STATED PROBLEM. Everything from the line containing "One pin marks each instance of the pink beanbag." to the final line of the records below should be given again exactly, and nothing else.

MATERIAL FOR THIS EXERCISE.
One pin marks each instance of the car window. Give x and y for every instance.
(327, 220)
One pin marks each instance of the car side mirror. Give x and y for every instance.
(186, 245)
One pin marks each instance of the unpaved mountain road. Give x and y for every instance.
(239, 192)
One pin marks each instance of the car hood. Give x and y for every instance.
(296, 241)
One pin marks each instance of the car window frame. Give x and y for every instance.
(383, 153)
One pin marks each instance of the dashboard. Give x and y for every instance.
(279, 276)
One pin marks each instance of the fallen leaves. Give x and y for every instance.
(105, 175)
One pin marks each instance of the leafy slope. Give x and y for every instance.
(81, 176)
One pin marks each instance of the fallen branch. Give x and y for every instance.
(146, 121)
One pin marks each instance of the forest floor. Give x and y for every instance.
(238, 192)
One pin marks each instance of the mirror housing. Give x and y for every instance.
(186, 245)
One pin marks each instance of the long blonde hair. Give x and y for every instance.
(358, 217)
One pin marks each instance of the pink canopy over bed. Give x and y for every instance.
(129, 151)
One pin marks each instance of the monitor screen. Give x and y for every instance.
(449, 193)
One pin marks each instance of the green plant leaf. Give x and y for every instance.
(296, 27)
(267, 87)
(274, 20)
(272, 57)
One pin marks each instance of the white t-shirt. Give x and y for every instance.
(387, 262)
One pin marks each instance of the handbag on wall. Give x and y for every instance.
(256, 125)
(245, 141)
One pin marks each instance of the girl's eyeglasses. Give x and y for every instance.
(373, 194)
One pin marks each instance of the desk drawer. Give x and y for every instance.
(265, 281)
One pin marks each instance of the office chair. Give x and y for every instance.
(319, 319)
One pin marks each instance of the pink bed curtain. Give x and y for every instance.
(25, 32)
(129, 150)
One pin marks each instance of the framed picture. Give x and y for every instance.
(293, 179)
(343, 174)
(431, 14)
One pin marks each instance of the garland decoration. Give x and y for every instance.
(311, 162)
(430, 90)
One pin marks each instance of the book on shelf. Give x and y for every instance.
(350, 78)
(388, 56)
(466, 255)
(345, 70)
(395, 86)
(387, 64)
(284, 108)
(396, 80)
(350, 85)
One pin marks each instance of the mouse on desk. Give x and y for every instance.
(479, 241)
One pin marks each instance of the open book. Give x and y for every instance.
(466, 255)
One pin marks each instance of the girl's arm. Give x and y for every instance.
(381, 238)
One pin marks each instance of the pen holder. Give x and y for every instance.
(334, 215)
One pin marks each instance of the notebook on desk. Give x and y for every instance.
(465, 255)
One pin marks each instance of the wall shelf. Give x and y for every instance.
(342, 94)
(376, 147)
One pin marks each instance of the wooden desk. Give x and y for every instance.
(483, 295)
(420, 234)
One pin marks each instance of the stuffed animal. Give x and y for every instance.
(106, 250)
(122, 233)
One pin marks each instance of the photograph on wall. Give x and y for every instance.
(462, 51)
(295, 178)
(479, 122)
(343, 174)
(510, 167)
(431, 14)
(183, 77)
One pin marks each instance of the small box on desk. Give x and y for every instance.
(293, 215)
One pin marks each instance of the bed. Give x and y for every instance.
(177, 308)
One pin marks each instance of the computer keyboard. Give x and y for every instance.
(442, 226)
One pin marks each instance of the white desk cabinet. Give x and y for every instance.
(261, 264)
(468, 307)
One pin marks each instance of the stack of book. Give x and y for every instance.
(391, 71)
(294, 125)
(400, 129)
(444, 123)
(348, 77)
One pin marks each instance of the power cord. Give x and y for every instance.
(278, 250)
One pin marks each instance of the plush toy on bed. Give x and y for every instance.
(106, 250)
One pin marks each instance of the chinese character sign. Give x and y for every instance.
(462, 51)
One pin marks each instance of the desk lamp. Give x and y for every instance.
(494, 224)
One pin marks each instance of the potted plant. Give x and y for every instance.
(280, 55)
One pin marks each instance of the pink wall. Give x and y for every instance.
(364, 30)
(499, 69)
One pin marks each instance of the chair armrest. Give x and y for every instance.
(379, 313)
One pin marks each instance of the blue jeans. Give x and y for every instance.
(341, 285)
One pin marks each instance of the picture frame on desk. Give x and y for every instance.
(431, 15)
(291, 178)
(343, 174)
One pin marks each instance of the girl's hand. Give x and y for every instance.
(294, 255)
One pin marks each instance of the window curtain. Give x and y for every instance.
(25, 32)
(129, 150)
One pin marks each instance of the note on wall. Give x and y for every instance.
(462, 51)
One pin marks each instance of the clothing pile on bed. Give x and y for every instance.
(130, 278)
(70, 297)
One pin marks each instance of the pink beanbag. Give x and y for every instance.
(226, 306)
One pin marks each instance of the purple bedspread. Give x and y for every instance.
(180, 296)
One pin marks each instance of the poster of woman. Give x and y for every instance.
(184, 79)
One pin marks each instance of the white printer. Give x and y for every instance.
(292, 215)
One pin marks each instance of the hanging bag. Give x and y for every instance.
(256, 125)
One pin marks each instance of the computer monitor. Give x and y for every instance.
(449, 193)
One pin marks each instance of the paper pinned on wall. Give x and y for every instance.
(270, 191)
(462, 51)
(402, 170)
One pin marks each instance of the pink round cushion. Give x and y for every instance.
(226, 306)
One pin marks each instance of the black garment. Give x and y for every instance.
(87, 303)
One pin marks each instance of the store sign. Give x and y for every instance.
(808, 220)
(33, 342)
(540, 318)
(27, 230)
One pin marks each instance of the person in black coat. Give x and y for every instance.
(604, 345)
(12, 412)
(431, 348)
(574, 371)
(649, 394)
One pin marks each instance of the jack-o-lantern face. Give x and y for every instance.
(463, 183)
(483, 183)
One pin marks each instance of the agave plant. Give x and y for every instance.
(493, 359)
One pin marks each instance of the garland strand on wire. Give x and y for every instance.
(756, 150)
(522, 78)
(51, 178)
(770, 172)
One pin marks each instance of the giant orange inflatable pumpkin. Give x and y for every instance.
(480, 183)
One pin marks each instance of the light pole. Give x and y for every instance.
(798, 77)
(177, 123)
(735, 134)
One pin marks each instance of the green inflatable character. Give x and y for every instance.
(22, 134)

SOLUTION.
One pin marks each instance of the pink beanbag. Give x and y for every instance.
(226, 306)
One pin marks each instance of the purple bedspread. Give x and y for every instance.
(180, 296)
One pin marks each instance of the poster of woman. Give x and y for every instance.
(184, 79)
One pin marks each instance of the white printer. Give x and y for every instance.
(292, 215)
One pin marks each instance of the hanging bag. Give x and y for every instance.
(256, 125)
One pin marks each instance of the computer monitor. Give x and y for every instance.
(449, 193)
One pin marks each instance of the paper pinned on wall. Give x and y for every instance.
(270, 191)
(462, 51)
(402, 170)
One pin marks each instance of the pink round cushion. Give x and y for every instance.
(226, 306)
One pin marks each instance of the black garment. Give x and y for every instance.
(87, 303)
One pin marks each instance of the store sign. Give x and y for every instance.
(808, 220)
(33, 342)
(540, 318)
(27, 230)
One pin marks each instance of the person in black coat. Give x and y for every instance.
(604, 345)
(12, 412)
(431, 348)
(574, 371)
(649, 394)
One pin marks each instance of the jack-o-lantern face. Give x and y for every instance.
(463, 183)
(483, 183)
One pin marks each instance of the agave plant. Give x and y for every instance.
(493, 359)
One pin marks each instance of the garland strand on wire. Give x and y for every instance.
(756, 150)
(522, 78)
(51, 178)
(770, 172)
One pin marks each instance of the giant orange inflatable pumpkin. Give x and y for every instance.
(480, 183)
One pin marks each instance of the light pole. Give x and y for every instance.
(798, 77)
(177, 123)
(735, 134)
One pin marks each instance of the green inflatable character. Give x and y for every instance.
(22, 134)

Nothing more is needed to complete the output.